▶ [What the task asks] Reproduce only the lines from the line containing "drop a dot on the microphone stand" to the end of the entries below, including both of those lines.

=== Provided records ===

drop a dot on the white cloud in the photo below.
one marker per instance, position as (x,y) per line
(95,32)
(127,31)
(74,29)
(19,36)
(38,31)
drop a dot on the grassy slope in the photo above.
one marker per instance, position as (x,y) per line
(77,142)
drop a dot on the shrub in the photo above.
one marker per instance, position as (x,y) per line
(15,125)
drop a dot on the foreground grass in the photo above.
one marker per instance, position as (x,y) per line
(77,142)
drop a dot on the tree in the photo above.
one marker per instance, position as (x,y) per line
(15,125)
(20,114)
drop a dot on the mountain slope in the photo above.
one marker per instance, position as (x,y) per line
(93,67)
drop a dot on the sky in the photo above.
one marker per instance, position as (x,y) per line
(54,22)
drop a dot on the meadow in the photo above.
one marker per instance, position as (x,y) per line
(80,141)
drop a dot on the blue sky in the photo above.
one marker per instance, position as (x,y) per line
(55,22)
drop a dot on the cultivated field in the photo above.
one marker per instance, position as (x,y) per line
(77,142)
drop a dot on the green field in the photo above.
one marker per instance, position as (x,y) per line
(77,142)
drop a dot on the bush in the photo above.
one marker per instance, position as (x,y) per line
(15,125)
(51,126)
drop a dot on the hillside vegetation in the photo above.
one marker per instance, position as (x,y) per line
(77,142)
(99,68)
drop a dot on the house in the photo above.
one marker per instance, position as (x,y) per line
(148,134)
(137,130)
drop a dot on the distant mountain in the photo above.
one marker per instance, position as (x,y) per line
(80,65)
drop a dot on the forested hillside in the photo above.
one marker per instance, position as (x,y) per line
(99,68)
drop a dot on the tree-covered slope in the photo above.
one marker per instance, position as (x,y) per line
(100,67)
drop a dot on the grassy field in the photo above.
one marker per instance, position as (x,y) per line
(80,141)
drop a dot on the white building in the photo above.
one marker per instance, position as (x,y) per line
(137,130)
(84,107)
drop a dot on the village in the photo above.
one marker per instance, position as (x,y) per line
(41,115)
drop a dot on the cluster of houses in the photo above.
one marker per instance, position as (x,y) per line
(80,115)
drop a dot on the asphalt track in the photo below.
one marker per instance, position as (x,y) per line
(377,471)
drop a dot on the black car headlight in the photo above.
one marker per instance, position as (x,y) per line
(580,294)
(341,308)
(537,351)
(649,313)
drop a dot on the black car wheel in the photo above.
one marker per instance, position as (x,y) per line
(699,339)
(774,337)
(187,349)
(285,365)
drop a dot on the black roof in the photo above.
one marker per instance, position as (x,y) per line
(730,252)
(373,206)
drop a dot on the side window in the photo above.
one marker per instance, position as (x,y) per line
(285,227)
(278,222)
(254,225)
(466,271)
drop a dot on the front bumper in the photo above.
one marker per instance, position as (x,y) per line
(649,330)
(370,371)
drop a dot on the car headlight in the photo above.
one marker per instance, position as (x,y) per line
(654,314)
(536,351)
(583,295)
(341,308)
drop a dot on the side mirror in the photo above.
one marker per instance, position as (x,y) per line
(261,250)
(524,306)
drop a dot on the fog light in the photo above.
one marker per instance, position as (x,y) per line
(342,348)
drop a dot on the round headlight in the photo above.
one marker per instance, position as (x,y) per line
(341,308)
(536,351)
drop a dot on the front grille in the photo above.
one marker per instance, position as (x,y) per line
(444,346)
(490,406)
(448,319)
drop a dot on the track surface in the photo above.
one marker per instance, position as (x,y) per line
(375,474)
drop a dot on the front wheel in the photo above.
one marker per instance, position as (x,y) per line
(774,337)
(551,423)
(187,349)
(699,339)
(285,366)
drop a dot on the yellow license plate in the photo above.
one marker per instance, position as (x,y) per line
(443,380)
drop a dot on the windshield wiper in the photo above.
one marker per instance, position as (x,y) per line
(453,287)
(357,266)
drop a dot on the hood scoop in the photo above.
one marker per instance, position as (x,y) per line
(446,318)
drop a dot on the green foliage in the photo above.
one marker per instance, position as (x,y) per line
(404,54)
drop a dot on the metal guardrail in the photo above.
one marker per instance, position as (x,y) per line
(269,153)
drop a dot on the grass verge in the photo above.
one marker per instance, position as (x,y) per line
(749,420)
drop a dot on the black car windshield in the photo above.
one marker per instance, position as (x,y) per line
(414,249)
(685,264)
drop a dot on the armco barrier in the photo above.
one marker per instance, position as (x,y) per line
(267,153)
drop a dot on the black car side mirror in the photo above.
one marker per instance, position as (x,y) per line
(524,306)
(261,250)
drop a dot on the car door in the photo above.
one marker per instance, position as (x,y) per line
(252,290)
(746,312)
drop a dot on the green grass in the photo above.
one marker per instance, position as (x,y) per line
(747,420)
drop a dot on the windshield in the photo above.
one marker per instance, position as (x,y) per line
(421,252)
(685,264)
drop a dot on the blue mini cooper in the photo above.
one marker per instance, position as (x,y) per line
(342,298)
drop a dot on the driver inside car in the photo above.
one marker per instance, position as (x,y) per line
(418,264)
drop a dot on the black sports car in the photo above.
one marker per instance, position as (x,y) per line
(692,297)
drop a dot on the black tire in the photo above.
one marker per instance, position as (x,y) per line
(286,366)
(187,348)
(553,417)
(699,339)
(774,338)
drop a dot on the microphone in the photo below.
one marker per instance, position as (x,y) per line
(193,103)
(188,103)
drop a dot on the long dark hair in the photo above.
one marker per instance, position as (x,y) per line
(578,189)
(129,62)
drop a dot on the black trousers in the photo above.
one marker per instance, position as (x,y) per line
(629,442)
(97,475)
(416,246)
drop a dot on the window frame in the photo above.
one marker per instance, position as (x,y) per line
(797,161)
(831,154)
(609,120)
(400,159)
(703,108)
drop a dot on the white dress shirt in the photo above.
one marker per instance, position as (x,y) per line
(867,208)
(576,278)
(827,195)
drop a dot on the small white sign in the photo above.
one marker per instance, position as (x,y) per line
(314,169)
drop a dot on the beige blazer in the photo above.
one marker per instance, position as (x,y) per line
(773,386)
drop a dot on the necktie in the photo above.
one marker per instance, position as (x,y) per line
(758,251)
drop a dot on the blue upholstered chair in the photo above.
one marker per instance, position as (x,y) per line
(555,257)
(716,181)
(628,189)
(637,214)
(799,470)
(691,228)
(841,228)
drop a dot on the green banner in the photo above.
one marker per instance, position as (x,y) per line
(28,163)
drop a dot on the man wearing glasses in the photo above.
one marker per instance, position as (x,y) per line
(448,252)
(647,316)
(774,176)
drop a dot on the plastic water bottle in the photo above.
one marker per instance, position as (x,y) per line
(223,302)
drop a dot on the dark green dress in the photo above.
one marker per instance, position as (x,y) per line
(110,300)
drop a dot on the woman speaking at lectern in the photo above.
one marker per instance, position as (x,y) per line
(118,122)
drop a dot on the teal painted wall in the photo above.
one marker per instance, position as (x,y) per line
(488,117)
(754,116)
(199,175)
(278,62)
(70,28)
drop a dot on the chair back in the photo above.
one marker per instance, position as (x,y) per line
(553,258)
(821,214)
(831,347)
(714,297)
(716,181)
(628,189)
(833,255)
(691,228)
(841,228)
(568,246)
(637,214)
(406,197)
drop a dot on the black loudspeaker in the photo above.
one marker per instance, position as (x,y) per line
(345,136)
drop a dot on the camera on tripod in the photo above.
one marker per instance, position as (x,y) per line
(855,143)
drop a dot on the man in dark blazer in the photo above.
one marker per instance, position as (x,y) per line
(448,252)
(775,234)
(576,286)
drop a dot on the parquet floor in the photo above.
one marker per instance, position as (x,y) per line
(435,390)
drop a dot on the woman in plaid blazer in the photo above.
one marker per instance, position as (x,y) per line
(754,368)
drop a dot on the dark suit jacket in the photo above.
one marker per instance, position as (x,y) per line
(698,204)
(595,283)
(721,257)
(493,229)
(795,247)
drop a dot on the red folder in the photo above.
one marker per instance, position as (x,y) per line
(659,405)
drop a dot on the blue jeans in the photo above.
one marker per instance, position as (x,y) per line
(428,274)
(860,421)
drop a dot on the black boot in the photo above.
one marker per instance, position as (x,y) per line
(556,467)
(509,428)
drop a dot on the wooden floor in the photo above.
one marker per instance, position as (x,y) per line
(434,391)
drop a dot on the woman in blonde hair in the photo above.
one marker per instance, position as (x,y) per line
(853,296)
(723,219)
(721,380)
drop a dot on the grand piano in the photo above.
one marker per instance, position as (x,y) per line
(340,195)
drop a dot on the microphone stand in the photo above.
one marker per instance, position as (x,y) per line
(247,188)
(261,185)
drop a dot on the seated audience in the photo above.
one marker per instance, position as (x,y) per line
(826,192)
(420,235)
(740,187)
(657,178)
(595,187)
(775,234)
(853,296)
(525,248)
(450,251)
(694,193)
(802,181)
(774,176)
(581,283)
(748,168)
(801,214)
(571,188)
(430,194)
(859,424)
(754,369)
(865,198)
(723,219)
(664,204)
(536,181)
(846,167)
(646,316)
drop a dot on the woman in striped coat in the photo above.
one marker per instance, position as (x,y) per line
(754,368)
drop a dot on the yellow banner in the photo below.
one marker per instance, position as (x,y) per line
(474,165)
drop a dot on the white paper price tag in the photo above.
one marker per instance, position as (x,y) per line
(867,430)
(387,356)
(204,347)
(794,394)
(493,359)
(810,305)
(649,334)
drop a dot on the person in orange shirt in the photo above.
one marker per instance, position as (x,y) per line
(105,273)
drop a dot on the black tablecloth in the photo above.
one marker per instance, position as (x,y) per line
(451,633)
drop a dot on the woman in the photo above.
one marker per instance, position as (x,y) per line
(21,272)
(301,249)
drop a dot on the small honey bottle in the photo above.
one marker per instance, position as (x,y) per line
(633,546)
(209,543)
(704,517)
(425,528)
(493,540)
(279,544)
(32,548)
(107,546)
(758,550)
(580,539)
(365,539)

===

▶ [Final answer]
drop a dot on the microphone stand in the photo above.
one marker per instance, position as (x,y) per line
(247,188)
(261,185)
drop a dot on the seated audience in the photo above.
one marker per instance, position as (x,y) per line
(826,192)
(420,235)
(740,187)
(657,178)
(595,187)
(775,234)
(853,296)
(525,248)
(450,251)
(694,193)
(802,181)
(774,176)
(581,283)
(748,168)
(801,214)
(571,188)
(430,194)
(859,424)
(754,369)
(865,198)
(723,219)
(664,204)
(536,181)
(846,167)
(646,316)
drop a dot on the woman in striped coat in the photo above.
one marker per instance, position as (x,y) per line
(754,368)
drop a dot on the yellow banner in the photo below.
one marker per instance, position as (x,y) per line
(474,165)
drop a dot on the white paper price tag in the photo above.
one marker per instance, position as (x,y) per line
(867,430)
(387,356)
(204,347)
(794,394)
(493,359)
(810,305)
(649,334)
drop a dot on the person in orange shirt in the photo above.
one marker per instance, position as (x,y) per line
(105,273)
drop a dot on the black tablecloth in the photo above.
one marker per instance, position as (x,y) per line
(451,633)
drop a dot on the woman in the photo above.
one marker per instance, position as (x,y) per line
(21,272)
(301,249)
drop a dot on the small honey bottle in the photo above.
one marker per instance, position as (x,y) per line
(633,546)
(209,543)
(704,517)
(425,528)
(493,540)
(279,544)
(32,548)
(107,546)
(758,550)
(580,539)
(365,539)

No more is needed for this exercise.